>>

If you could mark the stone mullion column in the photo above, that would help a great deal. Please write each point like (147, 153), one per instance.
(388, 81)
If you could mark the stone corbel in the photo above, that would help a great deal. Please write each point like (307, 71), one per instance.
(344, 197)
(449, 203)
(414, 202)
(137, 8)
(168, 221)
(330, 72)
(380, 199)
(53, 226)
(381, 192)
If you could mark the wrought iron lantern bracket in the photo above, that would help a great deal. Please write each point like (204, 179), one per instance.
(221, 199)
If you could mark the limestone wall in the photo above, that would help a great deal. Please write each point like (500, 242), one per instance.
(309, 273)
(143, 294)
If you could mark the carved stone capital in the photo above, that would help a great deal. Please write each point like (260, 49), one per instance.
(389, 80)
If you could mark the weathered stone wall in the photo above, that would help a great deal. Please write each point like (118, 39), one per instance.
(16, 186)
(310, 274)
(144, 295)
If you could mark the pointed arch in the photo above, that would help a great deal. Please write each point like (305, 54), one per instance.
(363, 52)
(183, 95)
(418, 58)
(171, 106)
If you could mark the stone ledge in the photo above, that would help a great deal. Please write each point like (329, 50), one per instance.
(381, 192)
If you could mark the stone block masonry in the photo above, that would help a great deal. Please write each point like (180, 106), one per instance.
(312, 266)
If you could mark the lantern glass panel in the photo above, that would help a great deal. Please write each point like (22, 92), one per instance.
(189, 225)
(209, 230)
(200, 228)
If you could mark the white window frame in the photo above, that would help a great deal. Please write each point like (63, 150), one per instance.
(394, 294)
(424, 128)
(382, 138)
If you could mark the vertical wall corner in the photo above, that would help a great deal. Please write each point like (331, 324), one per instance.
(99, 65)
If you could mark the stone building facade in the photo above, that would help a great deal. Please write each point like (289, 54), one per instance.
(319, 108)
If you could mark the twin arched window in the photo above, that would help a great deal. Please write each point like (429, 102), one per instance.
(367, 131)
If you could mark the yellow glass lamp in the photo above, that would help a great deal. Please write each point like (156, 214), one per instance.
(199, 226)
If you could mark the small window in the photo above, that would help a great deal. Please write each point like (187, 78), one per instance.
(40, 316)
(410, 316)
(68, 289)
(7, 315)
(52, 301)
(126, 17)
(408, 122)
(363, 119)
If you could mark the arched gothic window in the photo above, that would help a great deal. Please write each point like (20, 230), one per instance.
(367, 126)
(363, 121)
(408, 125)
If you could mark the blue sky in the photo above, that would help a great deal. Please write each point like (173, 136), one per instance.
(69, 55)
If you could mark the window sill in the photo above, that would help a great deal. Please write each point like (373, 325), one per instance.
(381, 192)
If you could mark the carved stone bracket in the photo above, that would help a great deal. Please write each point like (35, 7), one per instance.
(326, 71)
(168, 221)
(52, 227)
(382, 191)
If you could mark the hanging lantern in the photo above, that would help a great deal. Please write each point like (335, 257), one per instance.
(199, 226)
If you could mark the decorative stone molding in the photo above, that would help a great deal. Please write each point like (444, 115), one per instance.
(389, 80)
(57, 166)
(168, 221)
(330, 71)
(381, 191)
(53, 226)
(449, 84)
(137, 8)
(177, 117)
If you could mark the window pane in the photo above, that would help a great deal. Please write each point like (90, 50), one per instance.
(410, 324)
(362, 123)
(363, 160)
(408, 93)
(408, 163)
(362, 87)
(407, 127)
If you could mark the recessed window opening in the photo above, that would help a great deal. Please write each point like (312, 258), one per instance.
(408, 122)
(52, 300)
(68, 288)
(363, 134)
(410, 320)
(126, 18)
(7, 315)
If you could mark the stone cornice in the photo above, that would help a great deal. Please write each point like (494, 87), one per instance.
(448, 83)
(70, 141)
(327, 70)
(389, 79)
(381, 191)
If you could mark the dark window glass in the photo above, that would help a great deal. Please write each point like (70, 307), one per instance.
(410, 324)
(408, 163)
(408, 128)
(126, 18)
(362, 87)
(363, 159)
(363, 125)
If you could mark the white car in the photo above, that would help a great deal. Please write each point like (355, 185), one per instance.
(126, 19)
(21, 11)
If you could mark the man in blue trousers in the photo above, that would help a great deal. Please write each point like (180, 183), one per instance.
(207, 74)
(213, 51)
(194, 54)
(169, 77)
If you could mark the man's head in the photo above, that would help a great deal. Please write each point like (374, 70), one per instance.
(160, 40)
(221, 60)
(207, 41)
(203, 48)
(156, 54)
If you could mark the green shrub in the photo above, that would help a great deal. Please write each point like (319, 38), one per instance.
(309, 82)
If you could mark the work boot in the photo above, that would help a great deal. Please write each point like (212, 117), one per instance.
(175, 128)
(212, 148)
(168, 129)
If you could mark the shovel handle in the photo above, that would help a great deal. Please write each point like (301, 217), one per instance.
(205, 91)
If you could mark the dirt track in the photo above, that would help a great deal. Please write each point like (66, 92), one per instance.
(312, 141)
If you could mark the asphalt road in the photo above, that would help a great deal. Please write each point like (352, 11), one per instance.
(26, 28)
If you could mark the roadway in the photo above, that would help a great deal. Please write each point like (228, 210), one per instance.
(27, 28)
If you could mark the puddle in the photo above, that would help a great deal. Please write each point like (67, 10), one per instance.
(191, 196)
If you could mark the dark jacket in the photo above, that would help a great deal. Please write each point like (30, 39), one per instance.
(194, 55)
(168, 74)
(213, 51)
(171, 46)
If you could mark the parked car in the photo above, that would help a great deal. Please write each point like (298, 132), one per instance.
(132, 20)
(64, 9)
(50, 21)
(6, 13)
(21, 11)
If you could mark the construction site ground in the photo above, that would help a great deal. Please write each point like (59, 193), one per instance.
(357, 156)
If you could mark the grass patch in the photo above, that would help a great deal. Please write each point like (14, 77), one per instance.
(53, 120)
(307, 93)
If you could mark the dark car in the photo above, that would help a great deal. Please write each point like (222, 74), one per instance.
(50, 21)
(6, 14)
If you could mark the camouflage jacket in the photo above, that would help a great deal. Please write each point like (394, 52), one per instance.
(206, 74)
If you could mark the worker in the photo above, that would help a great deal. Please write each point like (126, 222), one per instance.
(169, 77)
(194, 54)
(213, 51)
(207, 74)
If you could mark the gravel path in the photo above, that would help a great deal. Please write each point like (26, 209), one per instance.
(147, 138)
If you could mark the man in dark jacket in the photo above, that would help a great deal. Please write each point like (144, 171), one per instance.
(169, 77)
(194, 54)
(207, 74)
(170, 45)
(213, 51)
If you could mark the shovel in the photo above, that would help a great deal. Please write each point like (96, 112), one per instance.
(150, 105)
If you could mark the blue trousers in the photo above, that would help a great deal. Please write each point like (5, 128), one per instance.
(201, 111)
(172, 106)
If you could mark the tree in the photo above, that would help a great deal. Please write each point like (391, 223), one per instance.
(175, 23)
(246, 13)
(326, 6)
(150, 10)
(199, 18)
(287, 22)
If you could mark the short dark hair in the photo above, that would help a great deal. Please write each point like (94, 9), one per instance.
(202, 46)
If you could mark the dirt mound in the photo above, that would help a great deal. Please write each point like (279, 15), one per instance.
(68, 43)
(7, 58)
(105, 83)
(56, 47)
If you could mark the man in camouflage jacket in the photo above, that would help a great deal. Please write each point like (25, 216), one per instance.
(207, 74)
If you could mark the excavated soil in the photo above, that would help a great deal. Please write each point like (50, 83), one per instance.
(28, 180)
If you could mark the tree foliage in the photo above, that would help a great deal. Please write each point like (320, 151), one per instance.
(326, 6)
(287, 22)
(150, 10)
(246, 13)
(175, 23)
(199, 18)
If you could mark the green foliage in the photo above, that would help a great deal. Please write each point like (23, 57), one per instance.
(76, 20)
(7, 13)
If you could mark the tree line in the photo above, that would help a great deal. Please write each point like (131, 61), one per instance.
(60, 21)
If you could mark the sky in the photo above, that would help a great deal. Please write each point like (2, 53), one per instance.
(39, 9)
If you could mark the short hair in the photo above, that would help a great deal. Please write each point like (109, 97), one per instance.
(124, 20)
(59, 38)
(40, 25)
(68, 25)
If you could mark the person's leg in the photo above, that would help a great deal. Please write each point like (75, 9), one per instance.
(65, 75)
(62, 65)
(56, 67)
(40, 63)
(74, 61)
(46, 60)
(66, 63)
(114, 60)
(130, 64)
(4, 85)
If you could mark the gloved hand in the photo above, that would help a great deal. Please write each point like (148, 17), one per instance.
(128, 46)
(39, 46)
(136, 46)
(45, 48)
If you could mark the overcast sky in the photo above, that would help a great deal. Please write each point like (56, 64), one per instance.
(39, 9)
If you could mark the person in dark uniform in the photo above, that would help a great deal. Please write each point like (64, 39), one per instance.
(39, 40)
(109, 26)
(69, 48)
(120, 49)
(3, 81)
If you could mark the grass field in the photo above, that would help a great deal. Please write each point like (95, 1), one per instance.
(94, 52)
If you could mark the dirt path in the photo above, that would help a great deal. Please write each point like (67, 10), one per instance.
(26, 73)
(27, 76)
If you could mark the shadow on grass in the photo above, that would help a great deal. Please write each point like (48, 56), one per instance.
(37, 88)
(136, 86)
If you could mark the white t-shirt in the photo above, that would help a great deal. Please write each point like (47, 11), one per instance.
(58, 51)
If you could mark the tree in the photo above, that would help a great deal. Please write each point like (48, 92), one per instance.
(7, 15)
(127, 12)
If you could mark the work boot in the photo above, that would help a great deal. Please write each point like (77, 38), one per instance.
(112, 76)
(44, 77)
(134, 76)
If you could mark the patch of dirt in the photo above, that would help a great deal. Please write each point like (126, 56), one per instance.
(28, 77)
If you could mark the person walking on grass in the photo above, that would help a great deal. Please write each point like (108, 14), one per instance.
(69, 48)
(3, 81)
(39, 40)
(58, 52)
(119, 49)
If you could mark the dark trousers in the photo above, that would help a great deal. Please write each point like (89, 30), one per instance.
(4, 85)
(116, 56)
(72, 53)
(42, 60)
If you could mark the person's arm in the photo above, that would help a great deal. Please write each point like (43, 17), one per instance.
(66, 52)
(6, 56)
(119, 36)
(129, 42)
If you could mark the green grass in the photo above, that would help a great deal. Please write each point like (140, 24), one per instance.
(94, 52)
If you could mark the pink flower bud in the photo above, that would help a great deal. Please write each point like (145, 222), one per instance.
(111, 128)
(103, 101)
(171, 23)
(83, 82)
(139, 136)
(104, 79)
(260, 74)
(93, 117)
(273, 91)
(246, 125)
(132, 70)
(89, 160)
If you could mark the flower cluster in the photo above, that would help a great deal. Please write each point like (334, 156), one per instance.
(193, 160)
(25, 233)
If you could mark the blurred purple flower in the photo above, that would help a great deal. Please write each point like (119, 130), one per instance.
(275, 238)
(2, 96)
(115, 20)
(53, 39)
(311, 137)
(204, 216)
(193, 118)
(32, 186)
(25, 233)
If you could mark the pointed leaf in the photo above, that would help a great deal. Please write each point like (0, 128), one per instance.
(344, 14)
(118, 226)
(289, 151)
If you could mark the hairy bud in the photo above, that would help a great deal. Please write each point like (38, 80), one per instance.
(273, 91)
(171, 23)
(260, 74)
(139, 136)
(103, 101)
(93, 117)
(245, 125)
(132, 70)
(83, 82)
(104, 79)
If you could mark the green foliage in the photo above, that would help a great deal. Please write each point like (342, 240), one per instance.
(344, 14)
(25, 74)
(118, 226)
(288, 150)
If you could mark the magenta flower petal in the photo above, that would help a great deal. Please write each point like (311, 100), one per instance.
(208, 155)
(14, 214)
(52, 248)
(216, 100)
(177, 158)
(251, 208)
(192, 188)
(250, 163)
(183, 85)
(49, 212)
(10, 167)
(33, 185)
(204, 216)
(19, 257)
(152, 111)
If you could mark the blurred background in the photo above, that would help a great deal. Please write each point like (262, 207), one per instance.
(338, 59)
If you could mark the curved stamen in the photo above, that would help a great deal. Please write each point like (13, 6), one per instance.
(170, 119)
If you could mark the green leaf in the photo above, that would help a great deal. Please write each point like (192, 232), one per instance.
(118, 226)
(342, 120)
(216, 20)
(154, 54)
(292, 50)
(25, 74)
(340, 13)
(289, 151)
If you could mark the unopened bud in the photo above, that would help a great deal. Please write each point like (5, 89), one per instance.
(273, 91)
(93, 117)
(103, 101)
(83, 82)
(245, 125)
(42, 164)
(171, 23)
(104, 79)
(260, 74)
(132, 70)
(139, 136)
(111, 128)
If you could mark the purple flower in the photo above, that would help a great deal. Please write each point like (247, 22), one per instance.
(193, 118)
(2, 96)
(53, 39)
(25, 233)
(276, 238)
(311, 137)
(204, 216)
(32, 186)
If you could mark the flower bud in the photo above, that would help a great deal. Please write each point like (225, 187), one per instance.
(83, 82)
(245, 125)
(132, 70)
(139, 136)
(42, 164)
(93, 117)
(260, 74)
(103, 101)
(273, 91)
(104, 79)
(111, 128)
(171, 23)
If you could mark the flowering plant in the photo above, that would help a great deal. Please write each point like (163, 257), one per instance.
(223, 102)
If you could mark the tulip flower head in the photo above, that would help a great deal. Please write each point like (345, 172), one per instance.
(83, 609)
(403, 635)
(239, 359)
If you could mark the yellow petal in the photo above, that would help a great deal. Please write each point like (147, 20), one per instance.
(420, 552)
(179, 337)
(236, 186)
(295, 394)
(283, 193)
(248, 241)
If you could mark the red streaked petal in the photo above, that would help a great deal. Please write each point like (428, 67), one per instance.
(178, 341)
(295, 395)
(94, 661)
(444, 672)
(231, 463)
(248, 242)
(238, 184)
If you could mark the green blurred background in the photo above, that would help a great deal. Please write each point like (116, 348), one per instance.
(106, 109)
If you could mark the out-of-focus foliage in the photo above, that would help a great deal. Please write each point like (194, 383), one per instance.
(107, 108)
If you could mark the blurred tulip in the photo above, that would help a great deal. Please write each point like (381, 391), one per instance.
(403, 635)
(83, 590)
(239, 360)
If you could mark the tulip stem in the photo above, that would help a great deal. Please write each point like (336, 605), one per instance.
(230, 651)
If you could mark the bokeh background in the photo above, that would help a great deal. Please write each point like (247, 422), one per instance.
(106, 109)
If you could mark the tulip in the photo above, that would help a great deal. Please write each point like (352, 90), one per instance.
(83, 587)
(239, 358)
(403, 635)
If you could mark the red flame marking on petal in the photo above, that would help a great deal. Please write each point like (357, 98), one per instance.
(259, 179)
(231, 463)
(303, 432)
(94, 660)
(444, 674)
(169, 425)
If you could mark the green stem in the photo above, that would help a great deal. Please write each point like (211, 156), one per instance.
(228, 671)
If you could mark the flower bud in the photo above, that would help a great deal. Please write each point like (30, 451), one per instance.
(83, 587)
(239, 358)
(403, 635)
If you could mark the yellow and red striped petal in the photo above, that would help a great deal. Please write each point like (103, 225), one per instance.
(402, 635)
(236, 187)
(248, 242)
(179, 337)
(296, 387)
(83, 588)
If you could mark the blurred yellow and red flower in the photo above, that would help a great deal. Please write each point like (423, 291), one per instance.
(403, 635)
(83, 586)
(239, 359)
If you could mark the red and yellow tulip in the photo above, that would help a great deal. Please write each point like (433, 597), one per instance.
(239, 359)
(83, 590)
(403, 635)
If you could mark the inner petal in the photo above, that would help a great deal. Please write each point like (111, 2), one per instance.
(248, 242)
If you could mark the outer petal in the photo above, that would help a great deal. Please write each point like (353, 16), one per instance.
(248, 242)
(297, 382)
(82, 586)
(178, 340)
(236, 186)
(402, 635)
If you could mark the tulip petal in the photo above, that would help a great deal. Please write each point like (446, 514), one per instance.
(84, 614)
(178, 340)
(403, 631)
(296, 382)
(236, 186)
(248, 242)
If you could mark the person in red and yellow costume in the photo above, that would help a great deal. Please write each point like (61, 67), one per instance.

<<

## Task to complete:
Repeat exactly the lines from the line containing "If you could mark the red and" through the end of the listing above; both boundary lines are part of the output.

## Right answer:
If you could mark the red and yellow tulip in the photo above, that would help a great deal. Please write each point like (433, 597), one per instance.
(239, 359)
(83, 590)
(403, 635)
If you could mark the inner petal in the photo above, that would help a great deal. Please write each point like (111, 2), one per instance.
(248, 242)
If you could mark the outer petal in the photo above, that would help a great deal. Please write each point like (353, 16), one per instance.
(248, 242)
(297, 382)
(82, 586)
(178, 340)
(236, 186)
(402, 635)
If you could mark the tulip petal in the photo above, that would help a great deal. Please write each point like (446, 514), one per instance.
(84, 614)
(178, 340)
(403, 631)
(296, 382)
(236, 186)
(248, 242)
If you could mark the person in red and yellow costume in the photo above, that would help a great deal. Please write each point like (61, 67), one per instance.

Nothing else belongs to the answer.